#### READING TEXT:
--------

= Disputed government of South Carolina of 1876–1877 =

Dispute: December 6, 1876 – April 11, 1877
| Claim | Claim |
|---|---|
| Daniel H. Chamberlain | Wade Hampton III |
| Republican | Democratic |
| 91,127 votes | 92,261 votes |
| Claim: Democrats' voter fraud | Claim: Won majority of votes |
| Outcome: Resigned | Outcome: Declared sole governor |

From December 1876 to April 1877, the Republican and Democratic parties in South Carolina each claimed to be the legitimate government. Both parties declared that the other had lost the election and that they controlled the governorship, the state legislature, and most state offices. Each government debated and passed laws, raised militias, collected taxes, and conducted other business as if the other did not exist. After four months of contested government, Daniel Henry Chamberlain, who claimed the governorship as a Republican, conceded to Democrat Wade Hampton III on April 11, 1877. This came after President Rutherford Hayes withdrew federal troops from the South.

==Background==

Before the Civil War and until the Great Migration in the early twentieth century, African Americans outnumbered whites in South Carolina. According to the official U.S. Census of 1870, there were 705,606 people living in South Carolina, 465,814 (58.9%) of whom were African Americans. Furthermore, the majority of African Americans who voted during the Reconstruction era voted for the Republican Party. In the mid-1870s, the Democratic Party in South Carolina attempted to return the state to its antebellum status by electing former Confederates to political office and preventing African Americans from voting through the Black Codes, literacy tests, poll taxes, and intimidation. The emergence of these white supremacist governments was referred to by white Southerners as the "Redeemer governments" or "saviors of the South." In the late 19th century, Democrats in South Carolina used aggressive tactics to gain political power, including breaking up Republican meetings and intimidating Republican voters. This included the involvement of groups such as the Ku Klux Klan and the Red Shirts, particularly in 1875 and 1876, resulting in a reign of terror against African Americans and Republicans. In response, President Ulysses S. Grant sent federal troops into the state to protect these groups.

--------

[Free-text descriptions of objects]
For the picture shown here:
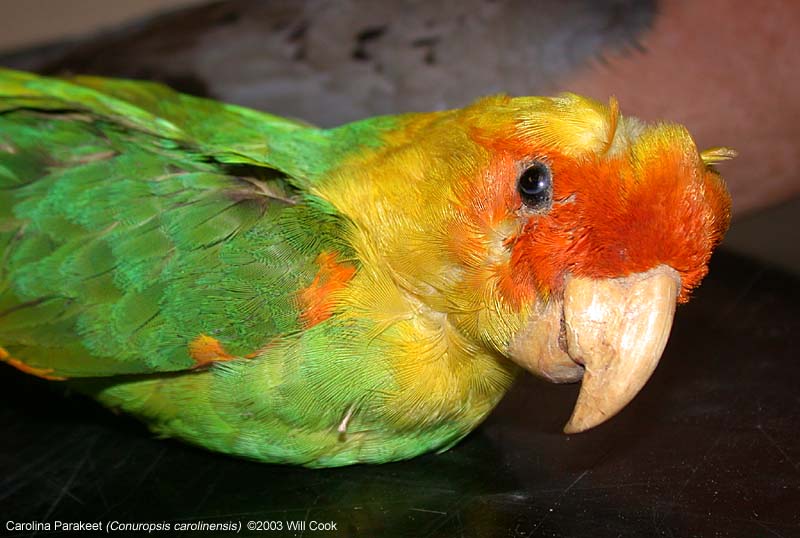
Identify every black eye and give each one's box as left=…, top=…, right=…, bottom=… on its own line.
left=517, top=161, right=553, bottom=210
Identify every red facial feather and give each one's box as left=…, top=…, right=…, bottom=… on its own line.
left=510, top=144, right=730, bottom=302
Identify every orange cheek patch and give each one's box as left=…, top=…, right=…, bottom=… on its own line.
left=298, top=252, right=356, bottom=328
left=0, top=347, right=67, bottom=381
left=189, top=334, right=236, bottom=368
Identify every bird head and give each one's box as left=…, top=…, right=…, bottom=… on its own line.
left=318, top=94, right=733, bottom=432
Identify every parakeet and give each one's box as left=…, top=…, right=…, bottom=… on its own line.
left=0, top=70, right=733, bottom=467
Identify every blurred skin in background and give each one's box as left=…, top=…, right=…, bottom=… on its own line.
left=0, top=0, right=800, bottom=218
left=562, top=0, right=800, bottom=216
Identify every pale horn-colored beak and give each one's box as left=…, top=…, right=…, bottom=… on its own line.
left=509, top=265, right=681, bottom=433
left=564, top=265, right=681, bottom=433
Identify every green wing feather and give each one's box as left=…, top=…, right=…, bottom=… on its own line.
left=0, top=72, right=360, bottom=378
left=0, top=70, right=513, bottom=466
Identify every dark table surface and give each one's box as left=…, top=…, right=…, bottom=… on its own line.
left=0, top=252, right=800, bottom=538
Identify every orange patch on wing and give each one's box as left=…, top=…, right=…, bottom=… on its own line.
left=0, top=347, right=67, bottom=381
left=189, top=334, right=236, bottom=368
left=299, top=252, right=356, bottom=328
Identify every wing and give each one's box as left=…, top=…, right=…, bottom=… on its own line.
left=0, top=71, right=356, bottom=378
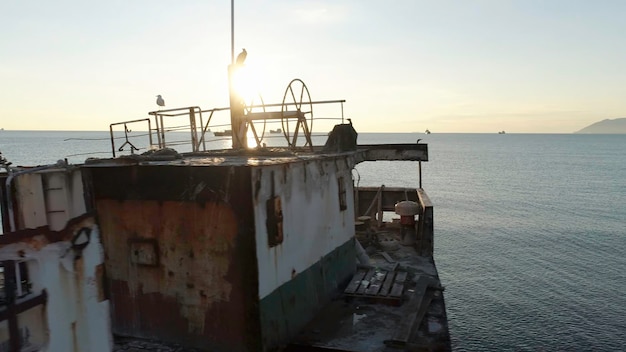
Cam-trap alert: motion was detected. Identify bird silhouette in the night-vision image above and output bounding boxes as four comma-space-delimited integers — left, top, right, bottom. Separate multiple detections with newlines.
235, 49, 248, 65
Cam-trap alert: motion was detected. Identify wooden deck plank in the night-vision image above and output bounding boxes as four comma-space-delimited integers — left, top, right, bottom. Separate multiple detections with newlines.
343, 270, 367, 294
355, 269, 376, 295
389, 281, 404, 298
385, 276, 433, 348
395, 271, 408, 284
378, 271, 396, 296
365, 270, 388, 296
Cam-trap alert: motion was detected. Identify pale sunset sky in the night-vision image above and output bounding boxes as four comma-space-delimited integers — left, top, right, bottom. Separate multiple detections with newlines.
0, 0, 626, 133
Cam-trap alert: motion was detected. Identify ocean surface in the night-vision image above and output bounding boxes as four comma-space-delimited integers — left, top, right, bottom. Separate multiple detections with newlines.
0, 131, 626, 351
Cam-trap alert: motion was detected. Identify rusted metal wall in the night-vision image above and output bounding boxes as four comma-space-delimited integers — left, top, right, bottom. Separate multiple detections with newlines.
90, 165, 260, 351
0, 168, 113, 352
252, 156, 356, 347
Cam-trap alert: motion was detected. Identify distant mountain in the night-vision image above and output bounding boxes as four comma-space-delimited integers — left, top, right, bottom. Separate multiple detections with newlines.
574, 117, 626, 134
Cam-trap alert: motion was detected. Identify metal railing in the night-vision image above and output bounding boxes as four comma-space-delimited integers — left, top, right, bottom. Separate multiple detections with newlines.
109, 100, 345, 157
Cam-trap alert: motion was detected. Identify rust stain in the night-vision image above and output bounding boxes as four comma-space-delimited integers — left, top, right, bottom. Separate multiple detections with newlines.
96, 200, 238, 335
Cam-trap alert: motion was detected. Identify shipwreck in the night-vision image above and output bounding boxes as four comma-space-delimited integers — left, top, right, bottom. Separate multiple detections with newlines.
0, 53, 450, 352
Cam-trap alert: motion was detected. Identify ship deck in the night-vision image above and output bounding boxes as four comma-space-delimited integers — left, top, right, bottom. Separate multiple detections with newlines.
287, 227, 450, 352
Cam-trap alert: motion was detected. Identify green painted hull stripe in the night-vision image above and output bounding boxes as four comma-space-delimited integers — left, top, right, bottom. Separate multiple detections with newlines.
260, 238, 356, 350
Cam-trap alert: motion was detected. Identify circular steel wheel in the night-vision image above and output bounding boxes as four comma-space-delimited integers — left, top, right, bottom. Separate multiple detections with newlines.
243, 94, 267, 147
281, 78, 313, 147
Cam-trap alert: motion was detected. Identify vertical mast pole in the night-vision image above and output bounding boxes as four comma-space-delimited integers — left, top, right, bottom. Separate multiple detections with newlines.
230, 0, 235, 65
228, 0, 243, 149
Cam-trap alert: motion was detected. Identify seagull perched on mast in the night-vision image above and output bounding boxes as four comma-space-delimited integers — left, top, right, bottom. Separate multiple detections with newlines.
157, 95, 165, 106
235, 49, 248, 66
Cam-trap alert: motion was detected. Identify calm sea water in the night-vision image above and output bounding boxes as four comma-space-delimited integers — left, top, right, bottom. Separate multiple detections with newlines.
0, 131, 626, 351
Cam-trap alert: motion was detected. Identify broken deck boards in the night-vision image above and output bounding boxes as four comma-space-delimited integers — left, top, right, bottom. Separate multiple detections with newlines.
344, 269, 408, 303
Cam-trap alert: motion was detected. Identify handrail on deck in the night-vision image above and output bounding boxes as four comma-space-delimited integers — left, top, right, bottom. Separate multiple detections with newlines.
110, 99, 346, 157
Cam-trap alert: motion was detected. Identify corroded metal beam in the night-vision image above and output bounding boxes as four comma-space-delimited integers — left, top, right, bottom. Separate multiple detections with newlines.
357, 144, 428, 162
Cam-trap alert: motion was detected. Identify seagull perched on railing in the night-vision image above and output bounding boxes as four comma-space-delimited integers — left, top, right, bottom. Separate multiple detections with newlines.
157, 95, 165, 106
235, 49, 248, 65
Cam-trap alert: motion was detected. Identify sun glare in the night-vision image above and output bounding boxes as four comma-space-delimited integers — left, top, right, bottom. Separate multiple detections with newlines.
233, 66, 260, 105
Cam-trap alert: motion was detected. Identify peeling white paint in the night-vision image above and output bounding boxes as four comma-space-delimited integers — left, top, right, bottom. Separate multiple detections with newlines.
252, 157, 354, 299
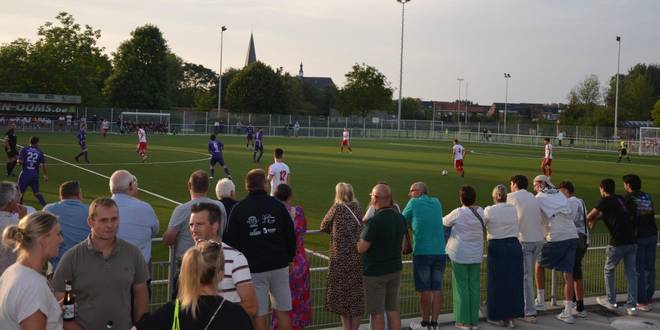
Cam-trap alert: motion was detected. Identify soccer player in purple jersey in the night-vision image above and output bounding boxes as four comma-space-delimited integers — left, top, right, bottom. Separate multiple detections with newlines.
75, 123, 89, 163
245, 123, 254, 148
209, 134, 232, 180
18, 136, 48, 206
252, 127, 264, 163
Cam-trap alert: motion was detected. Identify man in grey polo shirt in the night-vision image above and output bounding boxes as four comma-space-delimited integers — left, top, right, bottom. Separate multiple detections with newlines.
163, 170, 227, 264
53, 198, 149, 329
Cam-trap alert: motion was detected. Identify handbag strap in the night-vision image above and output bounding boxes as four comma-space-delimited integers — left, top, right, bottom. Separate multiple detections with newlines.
468, 206, 486, 234
172, 299, 181, 330
204, 298, 225, 330
342, 204, 362, 225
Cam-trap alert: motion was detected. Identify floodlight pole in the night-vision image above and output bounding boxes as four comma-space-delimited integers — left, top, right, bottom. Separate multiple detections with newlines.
614, 36, 621, 138
456, 77, 463, 124
396, 0, 410, 131
218, 25, 229, 120
504, 72, 511, 134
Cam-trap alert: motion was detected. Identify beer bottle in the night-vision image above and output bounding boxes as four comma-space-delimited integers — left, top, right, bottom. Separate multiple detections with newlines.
62, 280, 76, 321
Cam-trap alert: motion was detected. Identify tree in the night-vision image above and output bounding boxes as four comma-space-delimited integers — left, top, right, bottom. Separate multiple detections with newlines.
0, 39, 34, 92
338, 63, 392, 118
226, 61, 287, 113
104, 24, 183, 109
389, 97, 426, 119
0, 12, 112, 105
175, 62, 218, 110
568, 74, 601, 105
652, 99, 660, 127
605, 63, 660, 120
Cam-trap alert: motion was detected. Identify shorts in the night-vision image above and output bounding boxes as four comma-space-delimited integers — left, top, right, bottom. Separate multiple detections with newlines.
211, 156, 225, 166
413, 254, 447, 292
540, 238, 578, 273
7, 149, 18, 158
251, 266, 293, 316
573, 234, 589, 280
362, 272, 401, 314
18, 172, 39, 194
138, 142, 147, 152
454, 159, 463, 171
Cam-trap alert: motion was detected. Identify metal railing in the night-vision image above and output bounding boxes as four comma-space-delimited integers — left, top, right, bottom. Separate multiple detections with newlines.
151, 230, 660, 329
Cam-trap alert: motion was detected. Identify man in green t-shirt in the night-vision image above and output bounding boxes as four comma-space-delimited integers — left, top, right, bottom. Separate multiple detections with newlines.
357, 184, 406, 330
402, 182, 447, 329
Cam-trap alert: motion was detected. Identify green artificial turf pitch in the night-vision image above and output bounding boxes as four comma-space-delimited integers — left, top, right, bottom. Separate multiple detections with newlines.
16, 132, 660, 260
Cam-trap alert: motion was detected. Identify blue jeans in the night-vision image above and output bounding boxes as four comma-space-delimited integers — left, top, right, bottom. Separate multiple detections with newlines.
605, 244, 637, 307
637, 235, 658, 304
520, 241, 545, 316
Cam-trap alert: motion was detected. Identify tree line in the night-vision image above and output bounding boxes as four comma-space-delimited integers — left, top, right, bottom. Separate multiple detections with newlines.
560, 63, 660, 126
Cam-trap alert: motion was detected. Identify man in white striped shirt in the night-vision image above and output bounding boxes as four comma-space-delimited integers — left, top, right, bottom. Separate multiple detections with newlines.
189, 203, 257, 318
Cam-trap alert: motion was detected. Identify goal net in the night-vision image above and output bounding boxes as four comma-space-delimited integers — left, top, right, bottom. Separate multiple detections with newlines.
119, 112, 171, 133
638, 127, 660, 156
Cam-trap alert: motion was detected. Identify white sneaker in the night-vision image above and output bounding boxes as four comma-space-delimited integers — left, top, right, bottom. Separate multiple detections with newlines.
573, 308, 587, 319
637, 304, 652, 312
596, 297, 616, 312
534, 297, 546, 311
557, 310, 575, 324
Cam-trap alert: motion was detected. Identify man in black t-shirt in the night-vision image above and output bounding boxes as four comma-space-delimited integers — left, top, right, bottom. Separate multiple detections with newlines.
587, 178, 637, 315
623, 174, 658, 312
5, 122, 18, 176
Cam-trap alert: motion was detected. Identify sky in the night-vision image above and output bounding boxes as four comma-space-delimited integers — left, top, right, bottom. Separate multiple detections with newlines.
0, 0, 660, 105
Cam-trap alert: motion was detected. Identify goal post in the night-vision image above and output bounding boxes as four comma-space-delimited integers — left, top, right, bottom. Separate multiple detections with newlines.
119, 112, 171, 133
637, 127, 660, 156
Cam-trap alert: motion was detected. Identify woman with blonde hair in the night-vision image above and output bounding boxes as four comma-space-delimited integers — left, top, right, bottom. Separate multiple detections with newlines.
0, 212, 63, 330
135, 241, 253, 330
484, 184, 525, 328
321, 182, 364, 330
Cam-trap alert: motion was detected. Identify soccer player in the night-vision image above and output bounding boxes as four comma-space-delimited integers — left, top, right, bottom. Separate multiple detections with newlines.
616, 140, 630, 163
451, 139, 465, 178
541, 138, 552, 177
339, 127, 353, 153
253, 125, 264, 163
209, 134, 231, 180
135, 125, 147, 163
18, 136, 48, 207
5, 122, 18, 176
268, 148, 291, 196
245, 123, 254, 148
101, 119, 110, 137
76, 123, 89, 163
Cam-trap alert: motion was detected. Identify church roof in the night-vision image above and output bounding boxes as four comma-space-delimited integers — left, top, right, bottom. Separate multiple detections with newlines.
245, 33, 257, 66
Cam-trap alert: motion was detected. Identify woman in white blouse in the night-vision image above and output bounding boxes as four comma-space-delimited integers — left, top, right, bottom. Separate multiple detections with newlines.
442, 186, 485, 330
484, 185, 524, 328
0, 212, 64, 330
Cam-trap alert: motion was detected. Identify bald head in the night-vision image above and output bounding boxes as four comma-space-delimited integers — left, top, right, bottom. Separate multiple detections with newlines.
410, 181, 429, 195
110, 170, 137, 196
371, 183, 392, 209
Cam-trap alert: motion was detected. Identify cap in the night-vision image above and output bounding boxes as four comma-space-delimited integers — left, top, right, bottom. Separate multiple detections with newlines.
534, 174, 555, 188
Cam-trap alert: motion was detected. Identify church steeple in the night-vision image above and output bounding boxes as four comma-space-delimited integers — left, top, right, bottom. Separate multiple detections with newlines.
245, 33, 257, 66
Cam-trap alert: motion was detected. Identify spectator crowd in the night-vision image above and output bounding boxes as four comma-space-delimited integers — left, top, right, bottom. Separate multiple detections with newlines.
0, 150, 657, 330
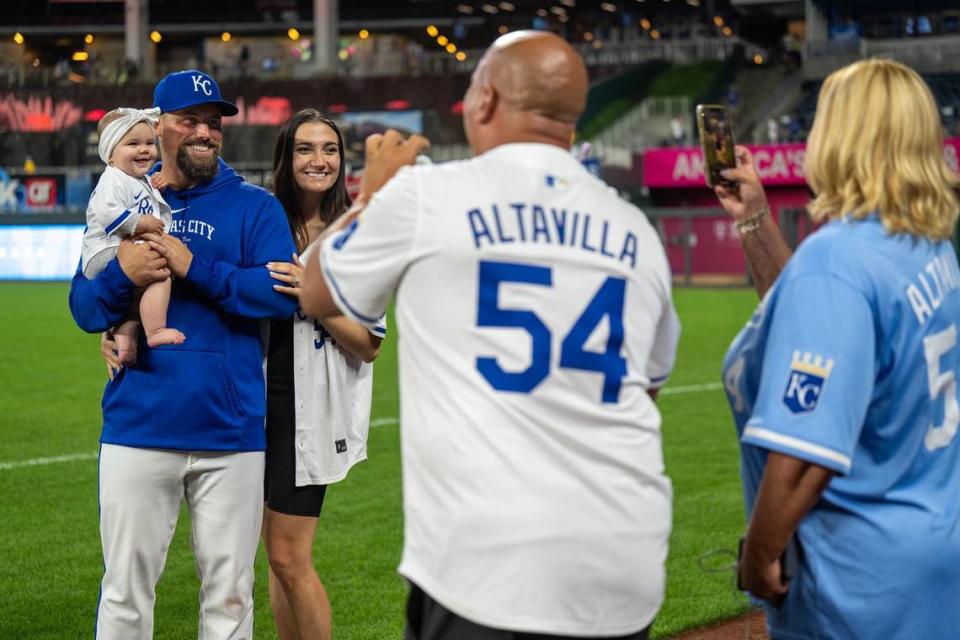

--------

#### PARTS OF THE EXERCISE:
A: According to the article on South Carolina's disputed government of 1876–1877, on what date did Daniel Henry Chamberlain concede to Wade Hampton III?
B: Extend the article on South Carolina's disputed government of 1876–1877, picking up right after its last sentence.

#### ANSWERS FOR THE TASKS:
A: April 11, 1877.

B:
In 1876, the Democratic Party nominated Wade Hampton III, a former Confederate lieutenant general, to run for governor. Hampton was born into the wealthy and respected Hampton family of Charleston, and his family made millions from the use of slave labor on cotton plantations. South Carolina's incumbent Republican governor, Daniel Henry Chamberlain, a Massachusetts-born lawyer, was running for re-election against Hampton. Hampton and white Democrats sought to remove the "Radical Republicans" from office and establish an unopposed Democratic ticket. On election day, the vote count indicated that Wade Hampton III had won the election. However, allegations of voter fraud immediately arose, and some Democrats later admitted to allowing Georgians to vote, intentionally not counting or prohibiting African American voters from voting, and allowing some individuals to vote multiple times.

===Results of the election of 1876===
Immediately after the results were announced, both the Republican and Democratic parties accused each other of fraud. Hampton received 92,261 votes to Chamberlain's 91,127. However, the State Board of Canvassers, (Note: A board established to certify election results.) which was composed of five Republicans, declared that the elections in Edgefield County and Laurens County were so tainted by fraud that their results would be excluded from the final tally. This changed the Republican tally from a 1,134-vote loss to a 3,145-vote victory. Both parties claimed the governorship, the General Assembly, and most state offices.

1876 Election Results
|  | Chamberlain | Hampton |
|---|---|---|
| Actual votes counted | 91,127 | 92,261 |
| Board of Canvassers count | 86,216 | 83,078 |

Both the Republican and Democratic parties refused to acknowledge that the other party had won the election. The Democrats claimed that they had won the majority of votes and were therefore the legitimate government. The Republicans, on the other hand, claimed that the Democrats had committed voter fraud through intimidation of African Americans, black codes, ballot stuffing, and by having more votes cast than registered voters. The Republican Party issued a statement saying "that if the canvass (Note: Polling and voting locations.) in the State had been free from violence and fraud the Republican majority would have been sufficient [to elect] all the candidates [from the Republican Party.]"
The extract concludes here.